SOURCE DATA section start

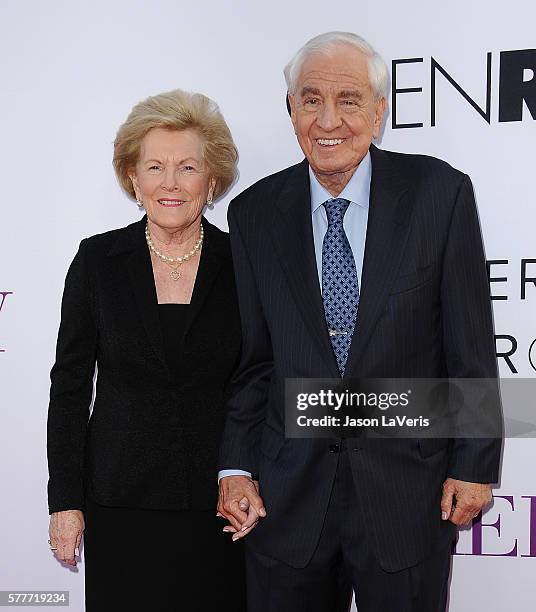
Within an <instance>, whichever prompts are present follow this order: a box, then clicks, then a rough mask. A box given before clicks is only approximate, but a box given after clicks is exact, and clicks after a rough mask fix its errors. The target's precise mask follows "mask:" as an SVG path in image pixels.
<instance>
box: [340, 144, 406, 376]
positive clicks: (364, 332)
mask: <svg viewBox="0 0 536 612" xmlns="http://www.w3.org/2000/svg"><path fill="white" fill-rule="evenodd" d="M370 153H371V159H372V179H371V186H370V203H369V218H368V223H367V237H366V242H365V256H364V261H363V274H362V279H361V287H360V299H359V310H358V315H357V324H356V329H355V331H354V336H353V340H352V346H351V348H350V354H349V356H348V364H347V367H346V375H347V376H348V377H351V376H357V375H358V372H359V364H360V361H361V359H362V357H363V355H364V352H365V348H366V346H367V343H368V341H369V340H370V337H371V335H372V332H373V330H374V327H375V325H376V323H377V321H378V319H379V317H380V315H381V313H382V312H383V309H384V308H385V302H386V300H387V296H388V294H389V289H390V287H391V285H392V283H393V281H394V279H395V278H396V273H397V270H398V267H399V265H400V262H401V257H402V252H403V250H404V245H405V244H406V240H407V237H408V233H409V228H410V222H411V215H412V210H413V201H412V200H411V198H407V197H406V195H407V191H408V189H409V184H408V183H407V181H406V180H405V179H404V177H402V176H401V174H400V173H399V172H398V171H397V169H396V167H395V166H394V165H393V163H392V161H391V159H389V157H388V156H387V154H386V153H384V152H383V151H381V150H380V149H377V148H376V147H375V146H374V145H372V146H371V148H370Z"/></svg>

SOURCE DATA section end
SOURCE DATA section start

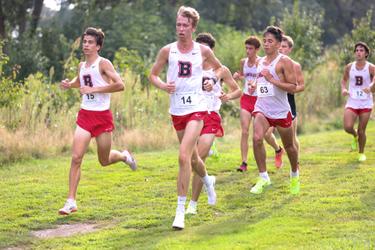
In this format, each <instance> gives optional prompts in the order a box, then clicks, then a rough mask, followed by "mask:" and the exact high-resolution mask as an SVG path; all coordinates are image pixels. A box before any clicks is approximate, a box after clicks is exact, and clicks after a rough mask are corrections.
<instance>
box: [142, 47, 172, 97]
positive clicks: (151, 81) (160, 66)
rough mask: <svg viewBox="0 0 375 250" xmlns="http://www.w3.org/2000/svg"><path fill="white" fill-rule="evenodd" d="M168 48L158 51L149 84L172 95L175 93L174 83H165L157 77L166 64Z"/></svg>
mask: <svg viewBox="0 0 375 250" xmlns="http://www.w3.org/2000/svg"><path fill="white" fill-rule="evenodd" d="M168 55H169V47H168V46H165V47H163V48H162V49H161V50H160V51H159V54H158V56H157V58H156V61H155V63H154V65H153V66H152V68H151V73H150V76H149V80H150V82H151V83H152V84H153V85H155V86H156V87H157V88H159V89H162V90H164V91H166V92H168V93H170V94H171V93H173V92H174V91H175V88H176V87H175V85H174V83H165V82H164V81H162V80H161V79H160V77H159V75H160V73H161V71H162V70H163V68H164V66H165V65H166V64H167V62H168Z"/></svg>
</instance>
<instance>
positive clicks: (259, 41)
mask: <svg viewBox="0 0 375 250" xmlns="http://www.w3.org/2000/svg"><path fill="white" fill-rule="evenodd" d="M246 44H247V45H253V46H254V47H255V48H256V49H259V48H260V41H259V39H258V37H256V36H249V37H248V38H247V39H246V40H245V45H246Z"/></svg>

SOURCE DATA section end
SOURCE DATA section start

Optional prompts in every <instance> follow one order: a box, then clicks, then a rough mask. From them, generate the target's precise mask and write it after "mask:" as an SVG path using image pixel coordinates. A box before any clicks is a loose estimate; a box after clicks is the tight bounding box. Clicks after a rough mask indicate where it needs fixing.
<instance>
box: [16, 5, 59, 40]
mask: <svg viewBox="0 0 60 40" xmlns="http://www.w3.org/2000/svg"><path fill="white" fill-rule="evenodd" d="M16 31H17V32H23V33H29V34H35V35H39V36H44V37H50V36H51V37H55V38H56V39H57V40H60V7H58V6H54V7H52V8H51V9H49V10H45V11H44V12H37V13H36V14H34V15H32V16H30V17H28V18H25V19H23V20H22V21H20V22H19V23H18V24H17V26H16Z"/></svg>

SOURCE DATA section end

### EXERCISE OBJECTIVE
Please transcribe exactly the lines above from the line that has "Within an <instance>, whichever" up to and including the line that has "box: [340, 144, 406, 376]"; no other line belongs in the answer.

### TASK RESULT
Within an <instance>, whichever prompts are present follow this order: a box, then clicks, then a rough mask. A box given before clicks is only approximate, but a box given after clicks is exact, and clicks after a rough mask fix its errors. The target's precise mask follows "mask:" as an SVG path in image pixels.
<instance>
box: [340, 144, 406, 376]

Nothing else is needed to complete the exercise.